╭─ Data shown
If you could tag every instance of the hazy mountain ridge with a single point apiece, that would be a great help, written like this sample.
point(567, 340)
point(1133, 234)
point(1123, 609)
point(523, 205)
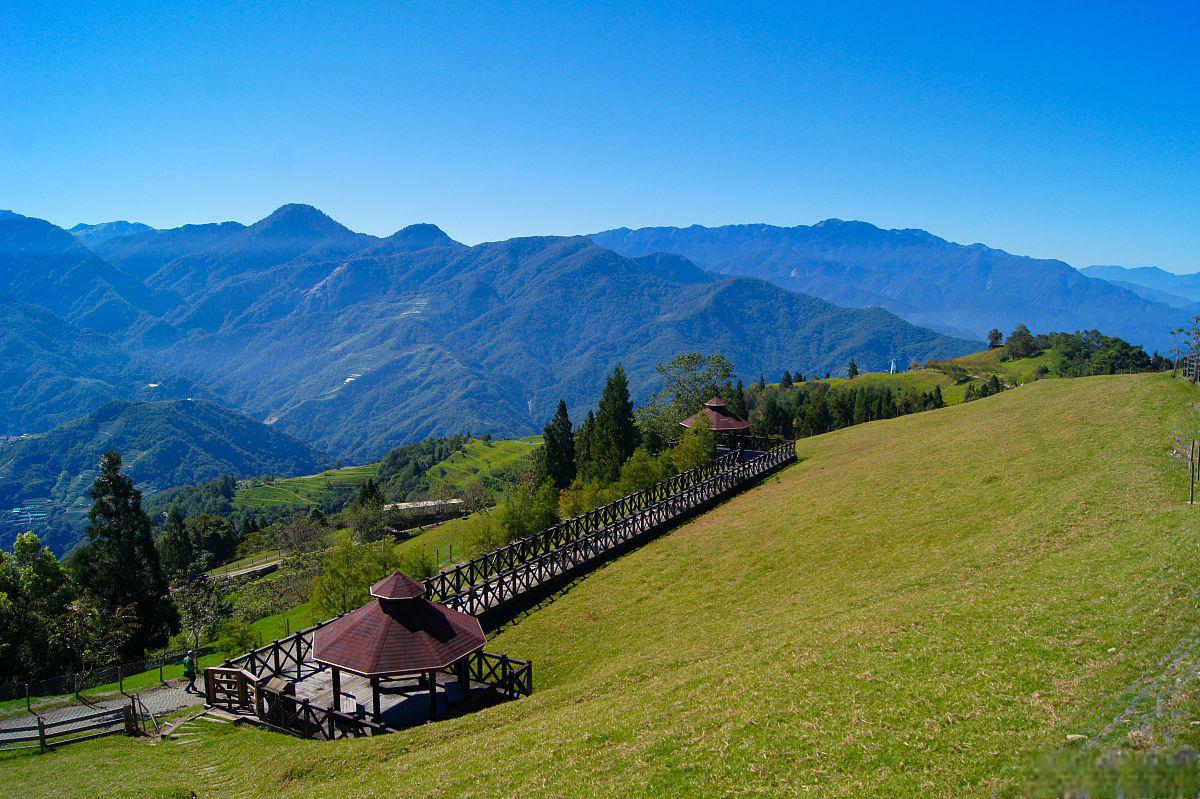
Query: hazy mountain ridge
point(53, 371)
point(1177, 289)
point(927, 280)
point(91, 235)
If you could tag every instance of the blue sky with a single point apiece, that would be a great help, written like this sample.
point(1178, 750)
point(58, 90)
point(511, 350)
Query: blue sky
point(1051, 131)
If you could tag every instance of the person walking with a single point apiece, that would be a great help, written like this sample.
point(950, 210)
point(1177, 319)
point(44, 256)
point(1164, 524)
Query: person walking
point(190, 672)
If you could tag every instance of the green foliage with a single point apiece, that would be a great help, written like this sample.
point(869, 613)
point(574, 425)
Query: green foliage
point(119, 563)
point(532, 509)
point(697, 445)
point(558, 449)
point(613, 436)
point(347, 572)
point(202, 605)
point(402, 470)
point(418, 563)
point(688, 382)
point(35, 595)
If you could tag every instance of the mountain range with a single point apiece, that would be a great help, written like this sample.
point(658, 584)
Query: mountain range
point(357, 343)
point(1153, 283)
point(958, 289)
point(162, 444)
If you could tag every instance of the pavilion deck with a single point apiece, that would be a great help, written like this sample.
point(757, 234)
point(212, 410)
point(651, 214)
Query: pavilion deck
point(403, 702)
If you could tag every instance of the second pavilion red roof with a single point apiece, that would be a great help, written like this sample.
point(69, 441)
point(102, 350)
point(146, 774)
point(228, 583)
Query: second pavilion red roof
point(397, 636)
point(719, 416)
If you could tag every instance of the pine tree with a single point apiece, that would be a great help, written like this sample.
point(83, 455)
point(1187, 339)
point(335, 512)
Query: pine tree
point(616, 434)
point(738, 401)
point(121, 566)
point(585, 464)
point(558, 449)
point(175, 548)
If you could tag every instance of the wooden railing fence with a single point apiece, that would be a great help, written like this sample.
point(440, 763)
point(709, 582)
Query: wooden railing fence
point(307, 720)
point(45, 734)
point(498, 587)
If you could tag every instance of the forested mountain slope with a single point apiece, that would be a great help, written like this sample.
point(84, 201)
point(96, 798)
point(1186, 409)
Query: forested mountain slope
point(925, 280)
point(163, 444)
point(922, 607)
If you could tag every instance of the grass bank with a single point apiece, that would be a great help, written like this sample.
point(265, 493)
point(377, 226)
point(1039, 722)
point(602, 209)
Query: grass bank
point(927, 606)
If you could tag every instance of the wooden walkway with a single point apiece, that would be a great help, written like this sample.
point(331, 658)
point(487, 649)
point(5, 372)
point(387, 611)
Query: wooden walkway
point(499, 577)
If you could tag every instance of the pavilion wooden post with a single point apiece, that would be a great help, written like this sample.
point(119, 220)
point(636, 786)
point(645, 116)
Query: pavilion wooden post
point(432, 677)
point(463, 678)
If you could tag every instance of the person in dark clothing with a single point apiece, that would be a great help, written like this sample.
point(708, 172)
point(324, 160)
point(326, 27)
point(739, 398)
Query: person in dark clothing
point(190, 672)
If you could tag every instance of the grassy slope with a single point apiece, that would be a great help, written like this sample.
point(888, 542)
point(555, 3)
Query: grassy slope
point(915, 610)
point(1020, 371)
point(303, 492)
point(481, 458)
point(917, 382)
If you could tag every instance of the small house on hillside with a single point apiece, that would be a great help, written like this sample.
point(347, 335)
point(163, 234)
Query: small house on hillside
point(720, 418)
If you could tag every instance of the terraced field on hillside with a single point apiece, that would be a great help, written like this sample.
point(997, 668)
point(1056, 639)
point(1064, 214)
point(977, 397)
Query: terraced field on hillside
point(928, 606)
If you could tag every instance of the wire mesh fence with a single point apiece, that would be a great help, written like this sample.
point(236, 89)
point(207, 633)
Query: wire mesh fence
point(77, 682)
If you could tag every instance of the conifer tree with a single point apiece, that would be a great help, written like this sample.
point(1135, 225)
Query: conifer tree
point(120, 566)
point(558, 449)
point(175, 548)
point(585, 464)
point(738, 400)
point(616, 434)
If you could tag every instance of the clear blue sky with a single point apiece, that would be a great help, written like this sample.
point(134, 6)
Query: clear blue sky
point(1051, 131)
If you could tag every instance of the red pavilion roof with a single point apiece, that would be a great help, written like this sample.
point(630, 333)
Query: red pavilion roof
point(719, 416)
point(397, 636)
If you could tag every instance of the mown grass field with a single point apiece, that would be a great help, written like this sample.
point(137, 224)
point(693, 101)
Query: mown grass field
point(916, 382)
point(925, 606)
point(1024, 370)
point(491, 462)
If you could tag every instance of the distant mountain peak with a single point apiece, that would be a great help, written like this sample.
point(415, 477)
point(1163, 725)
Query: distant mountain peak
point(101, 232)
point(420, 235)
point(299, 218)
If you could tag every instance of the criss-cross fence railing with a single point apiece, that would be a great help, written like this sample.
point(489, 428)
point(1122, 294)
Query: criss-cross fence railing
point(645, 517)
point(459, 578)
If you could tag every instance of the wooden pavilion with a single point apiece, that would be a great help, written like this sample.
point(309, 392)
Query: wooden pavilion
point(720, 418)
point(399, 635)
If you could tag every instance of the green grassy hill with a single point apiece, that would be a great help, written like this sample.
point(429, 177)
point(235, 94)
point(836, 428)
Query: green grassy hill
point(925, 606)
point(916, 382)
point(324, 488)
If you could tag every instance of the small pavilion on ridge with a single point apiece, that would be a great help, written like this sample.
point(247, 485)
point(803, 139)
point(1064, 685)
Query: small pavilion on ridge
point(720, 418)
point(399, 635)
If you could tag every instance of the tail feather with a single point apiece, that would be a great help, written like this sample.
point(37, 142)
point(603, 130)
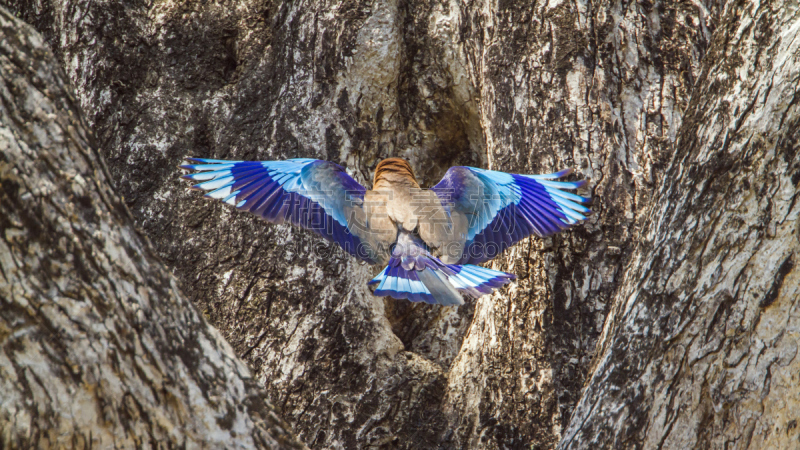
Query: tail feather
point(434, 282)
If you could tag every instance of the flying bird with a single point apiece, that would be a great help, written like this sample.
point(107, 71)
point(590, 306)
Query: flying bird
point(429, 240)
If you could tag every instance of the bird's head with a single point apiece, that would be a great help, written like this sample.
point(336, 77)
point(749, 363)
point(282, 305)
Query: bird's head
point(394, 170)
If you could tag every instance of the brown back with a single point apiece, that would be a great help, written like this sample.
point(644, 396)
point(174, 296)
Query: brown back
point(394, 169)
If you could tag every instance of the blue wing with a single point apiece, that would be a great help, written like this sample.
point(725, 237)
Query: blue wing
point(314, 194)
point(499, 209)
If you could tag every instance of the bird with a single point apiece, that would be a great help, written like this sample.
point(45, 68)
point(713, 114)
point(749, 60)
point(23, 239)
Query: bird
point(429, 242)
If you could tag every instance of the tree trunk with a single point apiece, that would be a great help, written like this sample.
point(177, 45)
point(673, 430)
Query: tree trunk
╰─
Retype only this portion of the data above: the line containing "Query: small house on hillside", the line containing "point(207, 633)", and all lines between them, exactly.

● **Answer box**
Query: small house on hillside
point(720, 418)
If you could tag every instance of the terraced field on hillside with a single point apiece, that would be a great help, written like this sample.
point(997, 668)
point(1056, 639)
point(1064, 214)
point(977, 397)
Query: terraced field on hillside
point(928, 606)
If you could tag every instance of the wire mesh fence with a single point apiece, that would be a great help, written like this sample.
point(236, 89)
point(207, 633)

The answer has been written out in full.